• _Problem details_
All that should be output is the block of lines below from the line with "concrete walkway, one" to the line with "of the distant", both included, exactly as written.

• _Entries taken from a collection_
§ §

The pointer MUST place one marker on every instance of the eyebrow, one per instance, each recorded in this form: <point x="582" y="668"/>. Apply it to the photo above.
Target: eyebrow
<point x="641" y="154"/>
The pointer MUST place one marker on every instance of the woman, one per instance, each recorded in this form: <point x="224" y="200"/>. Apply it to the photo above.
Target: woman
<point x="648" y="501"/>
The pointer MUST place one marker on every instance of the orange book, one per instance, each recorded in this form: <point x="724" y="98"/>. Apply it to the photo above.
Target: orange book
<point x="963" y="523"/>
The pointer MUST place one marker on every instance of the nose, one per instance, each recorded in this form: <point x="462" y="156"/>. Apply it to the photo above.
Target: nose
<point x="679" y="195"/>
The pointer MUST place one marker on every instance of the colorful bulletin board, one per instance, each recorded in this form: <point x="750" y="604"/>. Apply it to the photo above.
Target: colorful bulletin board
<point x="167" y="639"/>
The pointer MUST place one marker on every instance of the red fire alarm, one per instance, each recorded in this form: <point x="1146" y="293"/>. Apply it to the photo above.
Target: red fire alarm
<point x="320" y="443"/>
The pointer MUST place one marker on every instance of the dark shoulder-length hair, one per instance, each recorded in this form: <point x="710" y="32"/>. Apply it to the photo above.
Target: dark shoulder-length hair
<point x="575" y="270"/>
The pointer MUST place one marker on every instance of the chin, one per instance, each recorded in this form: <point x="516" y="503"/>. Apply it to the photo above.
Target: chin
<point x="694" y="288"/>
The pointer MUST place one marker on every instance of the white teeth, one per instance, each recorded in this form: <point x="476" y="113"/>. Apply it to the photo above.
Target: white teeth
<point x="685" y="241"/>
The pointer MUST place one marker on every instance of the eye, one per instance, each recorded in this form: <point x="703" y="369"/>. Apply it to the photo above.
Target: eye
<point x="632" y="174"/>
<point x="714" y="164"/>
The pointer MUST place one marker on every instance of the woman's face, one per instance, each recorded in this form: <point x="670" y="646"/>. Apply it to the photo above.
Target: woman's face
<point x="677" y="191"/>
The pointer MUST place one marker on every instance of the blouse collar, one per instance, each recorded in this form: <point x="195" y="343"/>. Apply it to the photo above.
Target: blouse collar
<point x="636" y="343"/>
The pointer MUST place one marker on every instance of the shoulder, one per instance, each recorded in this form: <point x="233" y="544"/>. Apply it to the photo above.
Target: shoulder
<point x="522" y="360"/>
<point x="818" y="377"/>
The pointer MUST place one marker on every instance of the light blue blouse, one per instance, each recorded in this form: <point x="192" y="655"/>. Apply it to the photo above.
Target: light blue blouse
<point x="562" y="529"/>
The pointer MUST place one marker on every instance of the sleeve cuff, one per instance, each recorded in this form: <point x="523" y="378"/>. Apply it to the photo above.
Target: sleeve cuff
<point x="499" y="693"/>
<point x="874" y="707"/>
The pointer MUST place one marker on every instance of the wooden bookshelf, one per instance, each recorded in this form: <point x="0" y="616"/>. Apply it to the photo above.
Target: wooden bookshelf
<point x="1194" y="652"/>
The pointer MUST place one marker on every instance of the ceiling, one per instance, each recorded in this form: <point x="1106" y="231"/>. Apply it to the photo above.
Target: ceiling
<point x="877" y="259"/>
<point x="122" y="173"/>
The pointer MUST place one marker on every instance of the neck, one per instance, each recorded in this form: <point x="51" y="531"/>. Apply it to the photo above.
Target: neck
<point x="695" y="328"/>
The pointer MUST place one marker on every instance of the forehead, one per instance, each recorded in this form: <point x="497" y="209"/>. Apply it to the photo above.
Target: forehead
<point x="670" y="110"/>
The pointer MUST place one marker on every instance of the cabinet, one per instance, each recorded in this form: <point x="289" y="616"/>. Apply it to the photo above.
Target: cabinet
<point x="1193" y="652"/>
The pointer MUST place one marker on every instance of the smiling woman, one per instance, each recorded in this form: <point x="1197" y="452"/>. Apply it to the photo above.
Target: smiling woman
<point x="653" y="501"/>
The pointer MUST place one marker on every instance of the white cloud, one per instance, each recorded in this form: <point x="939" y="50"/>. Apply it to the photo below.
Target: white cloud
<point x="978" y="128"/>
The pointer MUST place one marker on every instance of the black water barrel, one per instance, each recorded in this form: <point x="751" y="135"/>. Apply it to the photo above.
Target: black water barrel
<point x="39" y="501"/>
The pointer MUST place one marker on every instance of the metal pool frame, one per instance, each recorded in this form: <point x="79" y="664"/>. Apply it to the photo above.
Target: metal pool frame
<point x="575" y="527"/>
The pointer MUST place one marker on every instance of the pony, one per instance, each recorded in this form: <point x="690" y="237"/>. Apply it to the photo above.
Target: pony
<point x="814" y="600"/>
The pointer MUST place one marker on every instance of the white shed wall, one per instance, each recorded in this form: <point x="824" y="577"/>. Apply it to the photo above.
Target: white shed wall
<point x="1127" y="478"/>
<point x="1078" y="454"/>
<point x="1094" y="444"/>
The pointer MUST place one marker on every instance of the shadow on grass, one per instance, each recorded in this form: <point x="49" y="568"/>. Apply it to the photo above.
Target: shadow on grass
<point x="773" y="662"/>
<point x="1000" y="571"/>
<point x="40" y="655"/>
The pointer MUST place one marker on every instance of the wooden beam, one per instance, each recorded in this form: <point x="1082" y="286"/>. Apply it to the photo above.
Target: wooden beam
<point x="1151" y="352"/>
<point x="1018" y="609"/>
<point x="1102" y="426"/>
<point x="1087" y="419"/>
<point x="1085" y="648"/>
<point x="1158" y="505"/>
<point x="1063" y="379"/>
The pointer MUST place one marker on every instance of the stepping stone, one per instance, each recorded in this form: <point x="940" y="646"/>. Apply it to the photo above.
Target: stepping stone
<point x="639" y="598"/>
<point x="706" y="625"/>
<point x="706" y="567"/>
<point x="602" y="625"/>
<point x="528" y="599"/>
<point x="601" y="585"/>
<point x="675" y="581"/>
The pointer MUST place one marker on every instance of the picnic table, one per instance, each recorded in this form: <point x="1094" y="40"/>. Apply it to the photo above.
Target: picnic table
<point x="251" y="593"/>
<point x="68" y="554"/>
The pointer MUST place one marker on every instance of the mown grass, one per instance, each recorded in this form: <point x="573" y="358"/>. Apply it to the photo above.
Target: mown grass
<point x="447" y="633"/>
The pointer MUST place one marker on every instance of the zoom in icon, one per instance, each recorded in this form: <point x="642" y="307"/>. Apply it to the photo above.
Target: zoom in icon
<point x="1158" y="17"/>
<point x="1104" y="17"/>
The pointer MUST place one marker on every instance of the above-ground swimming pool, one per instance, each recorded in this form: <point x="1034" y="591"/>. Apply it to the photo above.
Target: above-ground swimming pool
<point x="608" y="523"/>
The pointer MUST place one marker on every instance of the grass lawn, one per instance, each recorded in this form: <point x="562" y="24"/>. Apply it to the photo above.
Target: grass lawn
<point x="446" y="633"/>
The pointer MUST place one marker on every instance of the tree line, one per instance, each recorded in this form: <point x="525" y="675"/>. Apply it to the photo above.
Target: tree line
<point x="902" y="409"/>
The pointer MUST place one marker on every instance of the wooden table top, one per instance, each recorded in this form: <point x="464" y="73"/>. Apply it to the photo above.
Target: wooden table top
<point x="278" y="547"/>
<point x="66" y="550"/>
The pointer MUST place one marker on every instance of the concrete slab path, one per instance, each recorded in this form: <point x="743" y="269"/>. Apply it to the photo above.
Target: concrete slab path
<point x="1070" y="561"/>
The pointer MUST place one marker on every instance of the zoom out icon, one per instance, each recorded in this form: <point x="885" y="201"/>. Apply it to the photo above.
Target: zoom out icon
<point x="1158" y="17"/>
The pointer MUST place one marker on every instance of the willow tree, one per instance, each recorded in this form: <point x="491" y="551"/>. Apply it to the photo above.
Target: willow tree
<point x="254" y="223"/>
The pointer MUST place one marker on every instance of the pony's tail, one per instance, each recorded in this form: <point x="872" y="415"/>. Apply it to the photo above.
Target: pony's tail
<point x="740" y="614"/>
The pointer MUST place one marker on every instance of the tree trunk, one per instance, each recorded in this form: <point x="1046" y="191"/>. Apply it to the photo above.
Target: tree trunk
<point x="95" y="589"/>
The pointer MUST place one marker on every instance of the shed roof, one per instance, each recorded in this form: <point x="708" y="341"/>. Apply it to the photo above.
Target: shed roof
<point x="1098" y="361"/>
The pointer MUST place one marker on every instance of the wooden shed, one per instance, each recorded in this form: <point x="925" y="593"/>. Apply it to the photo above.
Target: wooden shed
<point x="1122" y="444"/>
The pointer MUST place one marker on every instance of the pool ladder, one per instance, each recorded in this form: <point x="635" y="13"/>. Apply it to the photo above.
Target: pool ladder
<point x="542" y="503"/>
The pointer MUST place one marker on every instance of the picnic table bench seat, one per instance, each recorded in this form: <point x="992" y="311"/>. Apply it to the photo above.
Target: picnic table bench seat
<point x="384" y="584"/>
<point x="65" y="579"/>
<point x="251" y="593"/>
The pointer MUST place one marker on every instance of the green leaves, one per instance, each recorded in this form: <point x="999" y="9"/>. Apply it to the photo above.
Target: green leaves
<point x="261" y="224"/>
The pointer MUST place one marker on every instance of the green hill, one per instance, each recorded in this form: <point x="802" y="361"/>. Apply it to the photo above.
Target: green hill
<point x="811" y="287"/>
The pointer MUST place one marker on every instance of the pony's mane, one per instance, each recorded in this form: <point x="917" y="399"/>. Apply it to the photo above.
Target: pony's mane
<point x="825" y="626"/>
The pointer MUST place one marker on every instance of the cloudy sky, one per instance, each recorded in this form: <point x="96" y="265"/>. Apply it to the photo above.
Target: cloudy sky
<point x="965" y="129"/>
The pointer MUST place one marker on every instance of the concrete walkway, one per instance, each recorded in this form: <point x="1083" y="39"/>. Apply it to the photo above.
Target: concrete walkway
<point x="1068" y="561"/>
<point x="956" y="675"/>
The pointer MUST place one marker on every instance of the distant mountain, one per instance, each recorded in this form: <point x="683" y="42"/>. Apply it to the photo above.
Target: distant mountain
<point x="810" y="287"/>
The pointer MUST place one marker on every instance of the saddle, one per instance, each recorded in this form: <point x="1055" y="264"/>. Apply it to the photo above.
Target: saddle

§ §

• _Written solution_
The pointer MUST place one marker on every instance of the concrete walkway, one per instance, each recorded in this form: <point x="1083" y="39"/>. Apply it to the photo above.
Target: concrete walkway
<point x="1068" y="561"/>
<point x="956" y="675"/>
The pointer MUST place one marker on every instance of the distant mountain, one per instance, each recorded in this form: <point x="683" y="42"/>. Apply it to the photo above.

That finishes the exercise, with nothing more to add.